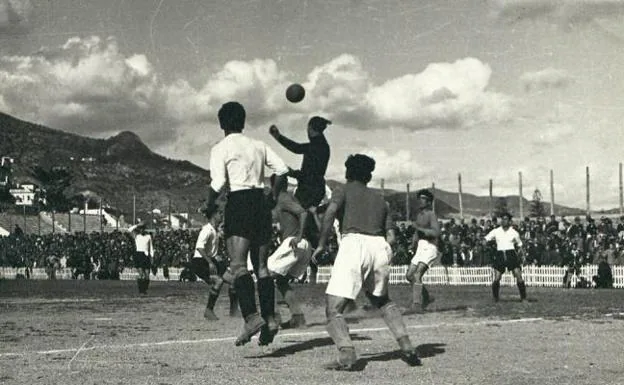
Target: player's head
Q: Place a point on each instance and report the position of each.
(232, 117)
(505, 219)
(316, 126)
(359, 168)
(425, 197)
(211, 212)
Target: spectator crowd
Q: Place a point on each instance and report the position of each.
(546, 242)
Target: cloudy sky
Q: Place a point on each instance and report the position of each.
(430, 90)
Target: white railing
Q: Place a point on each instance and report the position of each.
(545, 276)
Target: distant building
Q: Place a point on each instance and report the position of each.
(5, 171)
(25, 194)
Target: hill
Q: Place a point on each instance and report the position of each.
(120, 167)
(114, 169)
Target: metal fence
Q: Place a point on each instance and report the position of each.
(543, 276)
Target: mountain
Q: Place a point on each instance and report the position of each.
(120, 167)
(115, 169)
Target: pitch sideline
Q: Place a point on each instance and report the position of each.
(280, 335)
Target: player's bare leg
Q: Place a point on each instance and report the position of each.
(266, 294)
(496, 285)
(143, 280)
(394, 320)
(517, 272)
(297, 319)
(238, 248)
(420, 295)
(213, 295)
(339, 332)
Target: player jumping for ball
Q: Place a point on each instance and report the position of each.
(426, 240)
(208, 265)
(241, 162)
(362, 261)
(291, 259)
(506, 258)
(311, 176)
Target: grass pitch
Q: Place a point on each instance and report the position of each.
(102, 332)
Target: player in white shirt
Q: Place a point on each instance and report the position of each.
(507, 240)
(143, 256)
(241, 162)
(209, 265)
(427, 254)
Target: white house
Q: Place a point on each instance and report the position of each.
(24, 194)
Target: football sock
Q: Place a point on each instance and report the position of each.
(246, 295)
(522, 289)
(266, 294)
(495, 289)
(339, 332)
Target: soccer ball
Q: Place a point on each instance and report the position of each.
(295, 93)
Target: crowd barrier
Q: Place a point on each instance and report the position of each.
(544, 276)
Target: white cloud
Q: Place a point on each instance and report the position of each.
(86, 86)
(545, 79)
(565, 12)
(552, 133)
(443, 95)
(396, 168)
(15, 16)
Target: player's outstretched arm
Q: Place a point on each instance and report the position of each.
(327, 225)
(303, 217)
(290, 145)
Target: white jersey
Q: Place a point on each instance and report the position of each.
(505, 240)
(207, 240)
(144, 244)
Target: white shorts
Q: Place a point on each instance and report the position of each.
(288, 261)
(363, 261)
(426, 252)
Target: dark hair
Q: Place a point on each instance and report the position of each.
(283, 183)
(319, 123)
(209, 210)
(360, 168)
(426, 193)
(232, 116)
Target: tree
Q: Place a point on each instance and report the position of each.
(537, 208)
(54, 183)
(501, 207)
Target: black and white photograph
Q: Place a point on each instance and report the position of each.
(311, 192)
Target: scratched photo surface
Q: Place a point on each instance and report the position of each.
(489, 90)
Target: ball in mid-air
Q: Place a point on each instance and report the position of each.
(295, 93)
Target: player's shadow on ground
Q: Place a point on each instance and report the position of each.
(410, 311)
(424, 351)
(306, 345)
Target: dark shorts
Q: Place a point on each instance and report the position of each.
(201, 268)
(142, 261)
(309, 194)
(248, 215)
(507, 259)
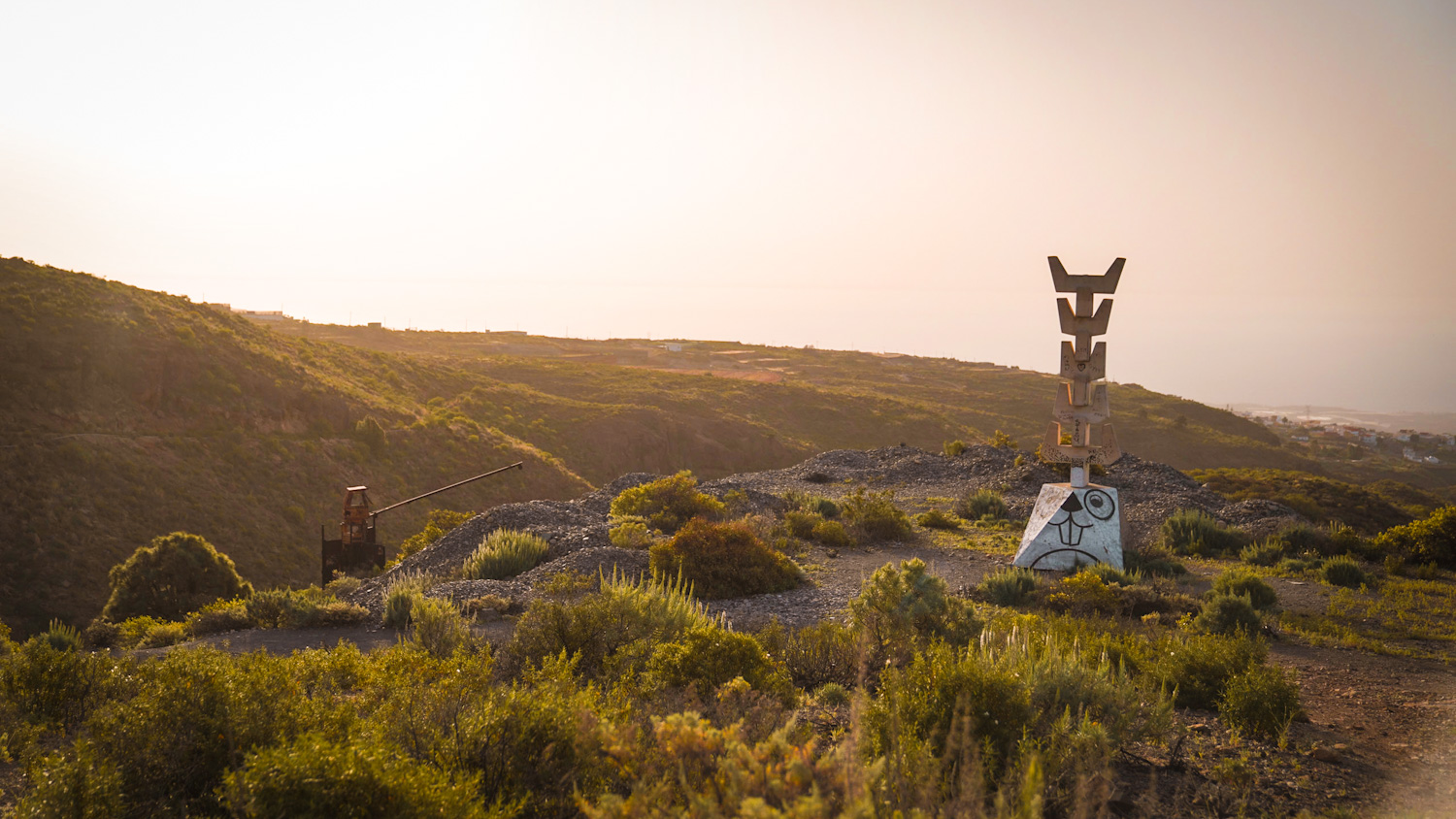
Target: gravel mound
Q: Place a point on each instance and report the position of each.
(577, 530)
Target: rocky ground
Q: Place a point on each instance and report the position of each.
(1380, 735)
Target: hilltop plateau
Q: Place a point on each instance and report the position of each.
(130, 413)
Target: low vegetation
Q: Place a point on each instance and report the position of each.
(874, 515)
(724, 560)
(504, 553)
(171, 576)
(669, 504)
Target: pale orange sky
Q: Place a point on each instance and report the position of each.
(884, 177)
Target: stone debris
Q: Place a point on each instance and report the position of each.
(577, 530)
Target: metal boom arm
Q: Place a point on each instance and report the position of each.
(517, 464)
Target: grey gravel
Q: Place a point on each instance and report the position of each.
(577, 530)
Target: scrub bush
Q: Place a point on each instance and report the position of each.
(626, 617)
(314, 777)
(833, 534)
(504, 553)
(708, 656)
(1229, 614)
(169, 577)
(1342, 571)
(876, 516)
(1246, 583)
(1200, 667)
(903, 606)
(1191, 531)
(439, 627)
(1261, 702)
(938, 519)
(981, 504)
(631, 533)
(1008, 586)
(1264, 553)
(401, 598)
(669, 502)
(724, 560)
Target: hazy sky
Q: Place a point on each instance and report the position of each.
(884, 177)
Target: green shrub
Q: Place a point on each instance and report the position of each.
(980, 505)
(1191, 531)
(1264, 553)
(876, 516)
(996, 707)
(1008, 586)
(1298, 565)
(833, 534)
(217, 617)
(335, 612)
(195, 713)
(1152, 562)
(99, 635)
(55, 687)
(938, 519)
(169, 577)
(436, 527)
(631, 533)
(1111, 574)
(623, 615)
(504, 553)
(281, 608)
(165, 635)
(538, 742)
(314, 777)
(669, 502)
(63, 638)
(708, 656)
(832, 696)
(1242, 582)
(903, 606)
(824, 508)
(134, 630)
(801, 524)
(439, 627)
(1261, 702)
(1304, 539)
(1429, 540)
(1200, 667)
(724, 560)
(1342, 571)
(1229, 614)
(401, 598)
(817, 655)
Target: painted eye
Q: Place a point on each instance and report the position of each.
(1100, 504)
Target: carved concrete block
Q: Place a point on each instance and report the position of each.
(1074, 525)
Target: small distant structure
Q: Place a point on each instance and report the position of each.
(261, 314)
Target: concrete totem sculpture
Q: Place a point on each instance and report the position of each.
(1077, 521)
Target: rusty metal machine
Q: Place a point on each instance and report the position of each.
(358, 545)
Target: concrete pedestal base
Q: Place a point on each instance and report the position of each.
(1071, 525)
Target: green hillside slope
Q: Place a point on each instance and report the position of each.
(128, 413)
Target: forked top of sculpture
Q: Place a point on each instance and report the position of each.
(1080, 407)
(1066, 282)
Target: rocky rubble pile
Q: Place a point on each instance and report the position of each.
(577, 530)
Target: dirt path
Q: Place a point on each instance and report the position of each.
(1395, 716)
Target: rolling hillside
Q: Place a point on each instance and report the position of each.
(128, 413)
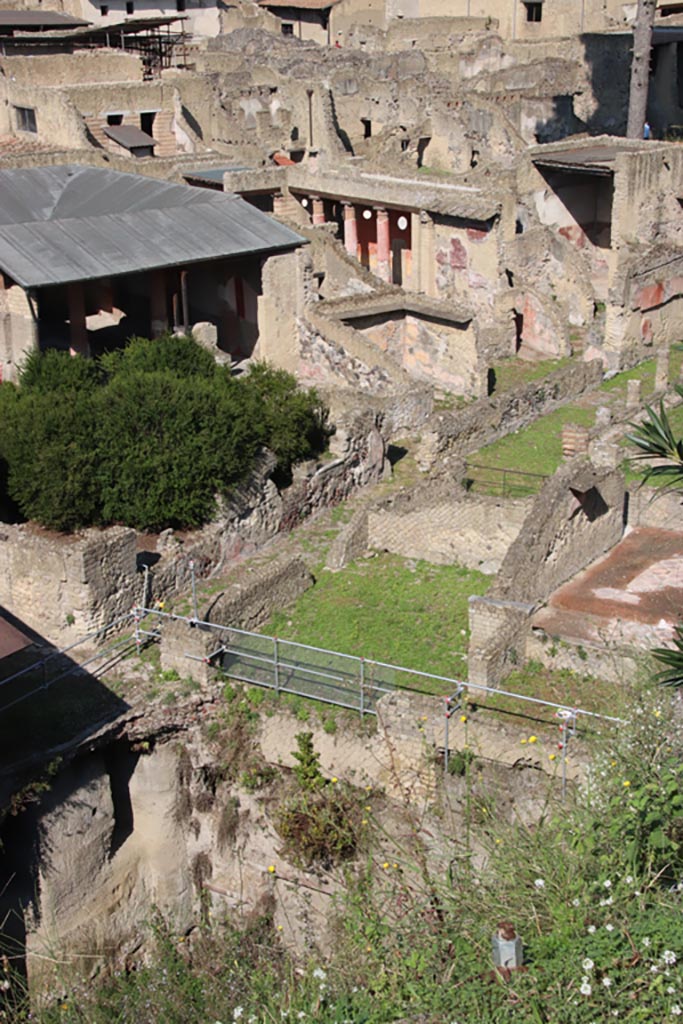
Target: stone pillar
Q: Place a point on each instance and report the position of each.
(574, 440)
(633, 394)
(350, 230)
(427, 262)
(662, 371)
(79, 335)
(383, 246)
(158, 303)
(318, 211)
(603, 417)
(279, 206)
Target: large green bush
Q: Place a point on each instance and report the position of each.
(146, 436)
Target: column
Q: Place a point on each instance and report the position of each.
(427, 261)
(350, 230)
(383, 246)
(158, 304)
(79, 335)
(318, 211)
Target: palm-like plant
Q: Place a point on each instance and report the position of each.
(654, 439)
(673, 658)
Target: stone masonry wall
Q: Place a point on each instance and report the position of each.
(447, 526)
(458, 433)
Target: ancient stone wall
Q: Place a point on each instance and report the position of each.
(577, 517)
(445, 525)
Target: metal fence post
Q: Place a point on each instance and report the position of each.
(191, 569)
(363, 686)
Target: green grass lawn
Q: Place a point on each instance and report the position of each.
(538, 449)
(388, 609)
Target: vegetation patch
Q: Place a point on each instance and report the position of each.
(146, 436)
(391, 609)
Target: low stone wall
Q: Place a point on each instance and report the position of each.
(577, 517)
(611, 664)
(458, 433)
(445, 525)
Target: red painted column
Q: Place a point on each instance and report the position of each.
(158, 303)
(383, 246)
(350, 230)
(318, 211)
(79, 335)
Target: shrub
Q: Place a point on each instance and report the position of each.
(148, 436)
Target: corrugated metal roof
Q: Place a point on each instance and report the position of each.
(39, 19)
(66, 223)
(129, 136)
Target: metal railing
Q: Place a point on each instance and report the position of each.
(345, 680)
(502, 481)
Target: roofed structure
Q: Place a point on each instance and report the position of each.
(67, 223)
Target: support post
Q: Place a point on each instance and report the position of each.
(318, 210)
(78, 333)
(275, 664)
(350, 230)
(383, 246)
(158, 305)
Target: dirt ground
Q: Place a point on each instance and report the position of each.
(634, 594)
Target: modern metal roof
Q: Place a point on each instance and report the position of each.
(37, 19)
(66, 223)
(129, 136)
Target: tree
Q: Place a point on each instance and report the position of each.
(640, 68)
(654, 440)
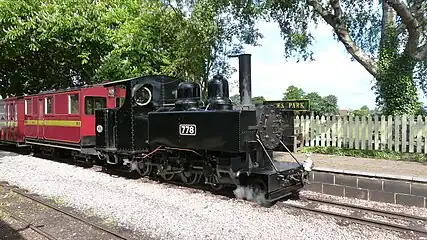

Action item: Please tally the lines of the entries that contain the string "ground" and reply with the count alone.

Solution: 3